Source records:
*-*-*
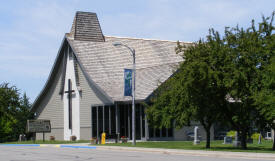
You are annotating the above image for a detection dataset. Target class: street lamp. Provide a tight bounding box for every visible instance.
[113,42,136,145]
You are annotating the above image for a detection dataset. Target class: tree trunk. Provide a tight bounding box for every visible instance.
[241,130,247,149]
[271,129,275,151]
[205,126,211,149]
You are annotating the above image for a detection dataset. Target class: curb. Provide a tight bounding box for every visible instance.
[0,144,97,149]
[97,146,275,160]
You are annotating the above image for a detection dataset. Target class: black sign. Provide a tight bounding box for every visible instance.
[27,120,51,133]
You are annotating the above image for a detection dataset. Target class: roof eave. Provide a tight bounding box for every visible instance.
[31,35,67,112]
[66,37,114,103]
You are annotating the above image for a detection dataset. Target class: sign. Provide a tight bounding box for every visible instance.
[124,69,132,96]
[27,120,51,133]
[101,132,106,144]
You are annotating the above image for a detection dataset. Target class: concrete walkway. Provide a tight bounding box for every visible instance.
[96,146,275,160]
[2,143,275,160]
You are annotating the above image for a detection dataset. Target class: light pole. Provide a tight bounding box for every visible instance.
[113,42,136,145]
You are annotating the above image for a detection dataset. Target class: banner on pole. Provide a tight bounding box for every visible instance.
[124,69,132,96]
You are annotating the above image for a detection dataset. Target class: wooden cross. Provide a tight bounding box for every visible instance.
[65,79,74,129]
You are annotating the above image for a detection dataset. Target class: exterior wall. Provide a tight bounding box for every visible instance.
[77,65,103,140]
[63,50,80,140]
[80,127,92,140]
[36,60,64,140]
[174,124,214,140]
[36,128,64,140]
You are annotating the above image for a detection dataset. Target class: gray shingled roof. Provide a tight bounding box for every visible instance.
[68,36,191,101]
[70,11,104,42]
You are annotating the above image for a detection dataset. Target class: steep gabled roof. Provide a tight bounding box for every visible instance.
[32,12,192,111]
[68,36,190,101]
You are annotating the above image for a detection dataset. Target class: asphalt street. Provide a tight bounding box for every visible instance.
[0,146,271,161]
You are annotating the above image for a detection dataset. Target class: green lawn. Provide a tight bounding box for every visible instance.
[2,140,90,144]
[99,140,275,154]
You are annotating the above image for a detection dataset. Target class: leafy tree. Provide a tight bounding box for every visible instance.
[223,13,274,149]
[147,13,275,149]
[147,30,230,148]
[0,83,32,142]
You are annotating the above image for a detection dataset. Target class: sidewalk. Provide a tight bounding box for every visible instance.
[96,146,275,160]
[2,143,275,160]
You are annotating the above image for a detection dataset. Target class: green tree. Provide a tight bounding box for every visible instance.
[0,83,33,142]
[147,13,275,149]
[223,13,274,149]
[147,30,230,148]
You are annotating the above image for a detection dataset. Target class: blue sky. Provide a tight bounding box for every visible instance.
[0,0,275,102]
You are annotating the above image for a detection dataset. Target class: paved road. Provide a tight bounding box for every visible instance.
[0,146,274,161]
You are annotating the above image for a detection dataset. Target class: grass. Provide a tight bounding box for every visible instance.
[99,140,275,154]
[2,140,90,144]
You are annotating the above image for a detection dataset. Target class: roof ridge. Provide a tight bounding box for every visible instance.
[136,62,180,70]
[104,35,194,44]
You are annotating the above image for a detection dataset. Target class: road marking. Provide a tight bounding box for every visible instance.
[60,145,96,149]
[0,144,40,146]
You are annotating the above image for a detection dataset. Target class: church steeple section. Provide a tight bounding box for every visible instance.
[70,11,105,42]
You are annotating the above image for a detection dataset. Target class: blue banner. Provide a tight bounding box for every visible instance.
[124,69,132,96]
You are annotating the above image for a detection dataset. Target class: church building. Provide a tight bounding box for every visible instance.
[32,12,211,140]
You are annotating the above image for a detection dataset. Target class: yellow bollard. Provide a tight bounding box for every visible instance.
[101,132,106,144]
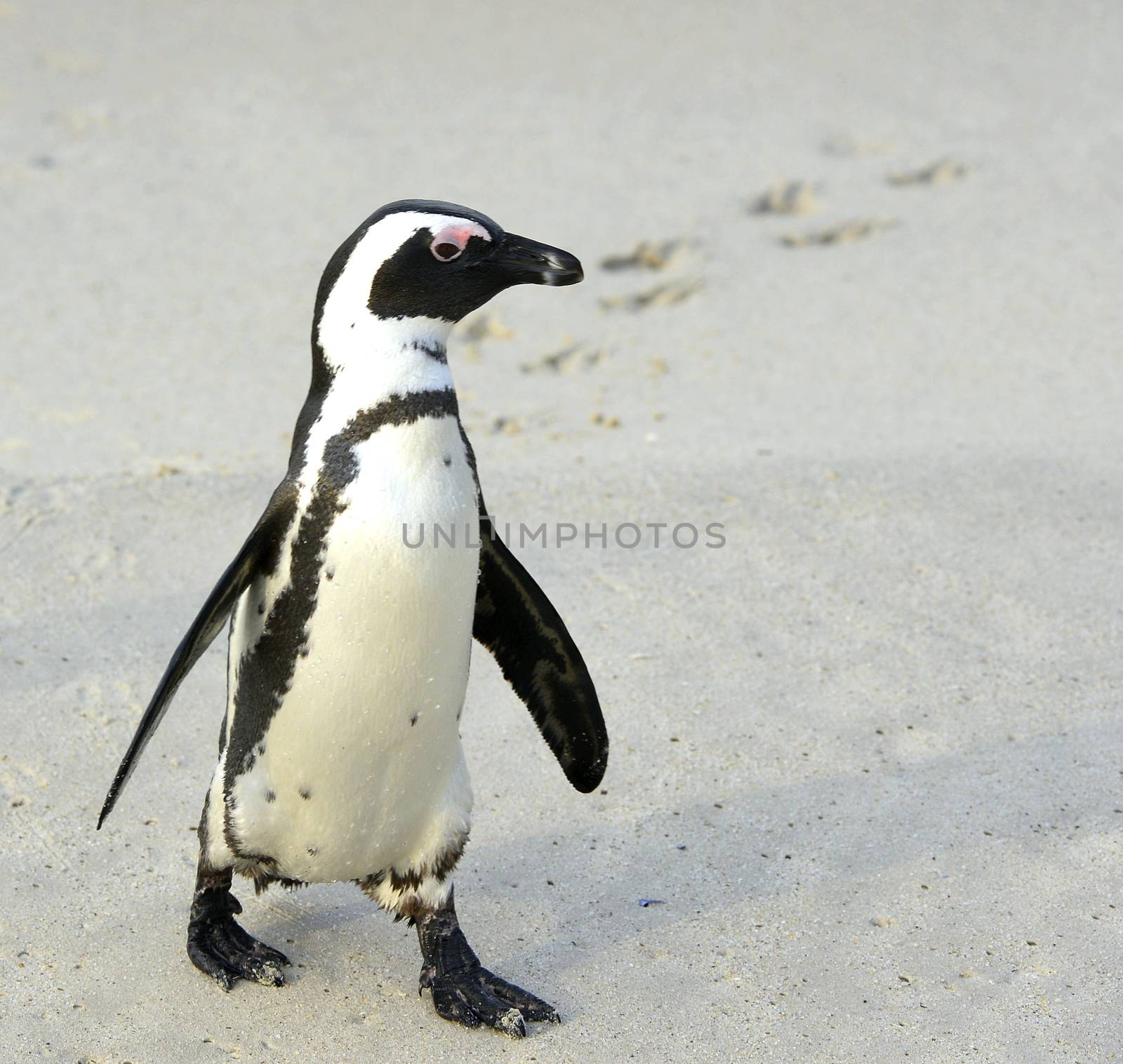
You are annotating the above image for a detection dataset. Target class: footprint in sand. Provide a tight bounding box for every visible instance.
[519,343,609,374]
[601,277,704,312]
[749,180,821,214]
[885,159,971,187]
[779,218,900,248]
*-*-*
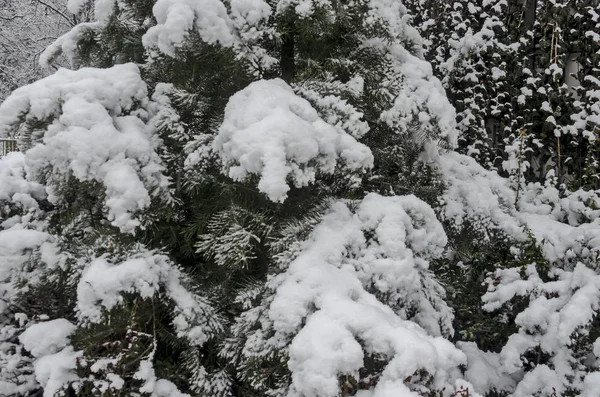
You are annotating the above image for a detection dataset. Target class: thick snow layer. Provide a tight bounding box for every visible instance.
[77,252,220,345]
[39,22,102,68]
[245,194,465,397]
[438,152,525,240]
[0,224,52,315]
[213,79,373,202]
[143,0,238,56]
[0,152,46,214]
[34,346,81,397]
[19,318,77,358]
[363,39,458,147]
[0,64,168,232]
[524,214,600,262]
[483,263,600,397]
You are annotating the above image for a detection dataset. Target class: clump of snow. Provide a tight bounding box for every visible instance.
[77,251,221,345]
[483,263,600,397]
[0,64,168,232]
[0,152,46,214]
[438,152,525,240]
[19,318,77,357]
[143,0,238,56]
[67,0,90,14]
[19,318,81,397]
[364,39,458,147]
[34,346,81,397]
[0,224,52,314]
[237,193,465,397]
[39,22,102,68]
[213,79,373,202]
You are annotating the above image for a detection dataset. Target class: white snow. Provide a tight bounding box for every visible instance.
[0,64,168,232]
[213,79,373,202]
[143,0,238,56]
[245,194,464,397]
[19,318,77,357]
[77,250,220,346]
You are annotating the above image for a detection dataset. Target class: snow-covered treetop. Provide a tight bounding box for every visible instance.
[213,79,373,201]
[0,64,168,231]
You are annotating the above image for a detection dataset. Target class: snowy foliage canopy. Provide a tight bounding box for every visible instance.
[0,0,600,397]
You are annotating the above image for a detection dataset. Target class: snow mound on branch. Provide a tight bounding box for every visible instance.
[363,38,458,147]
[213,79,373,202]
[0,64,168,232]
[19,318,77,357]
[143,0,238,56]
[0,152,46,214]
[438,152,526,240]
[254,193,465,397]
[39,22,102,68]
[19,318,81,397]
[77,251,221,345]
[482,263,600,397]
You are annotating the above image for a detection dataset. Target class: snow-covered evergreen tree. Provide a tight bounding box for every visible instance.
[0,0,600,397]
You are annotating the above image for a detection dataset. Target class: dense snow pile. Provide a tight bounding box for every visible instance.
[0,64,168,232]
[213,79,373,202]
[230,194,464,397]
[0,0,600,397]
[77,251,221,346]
*-*-*
▶ **Instructions for the task**: Rewrite everything from the line containing "Target class: exterior" down to the line containing "[0,146,271,161]", replacing "tight bounding box" with "precise bounding box" and leaving all else as it stands.

▶ **Finished task**:
You are annotating the above image for a detection dataset. Target class: exterior wall. Provide a precise bounding box for every visible instance.
[77,65,103,140]
[63,50,80,140]
[80,127,92,140]
[36,60,64,140]
[174,124,214,140]
[36,128,64,140]
You are annotating the above image for a detection dataset. Target class: gray shingled roof. Provide a precise bounding box for every visible instance.
[68,36,191,101]
[70,11,104,42]
You are annotating the above image for a detection dataset. Target class: steep gabled roof. Provide a precise bounding box for every visible instance.
[32,12,192,111]
[68,36,190,101]
You are annotating the above image for a detection dataset. Target class: asphalt street. Provide a precise bounding box for every visible instance.
[0,146,271,161]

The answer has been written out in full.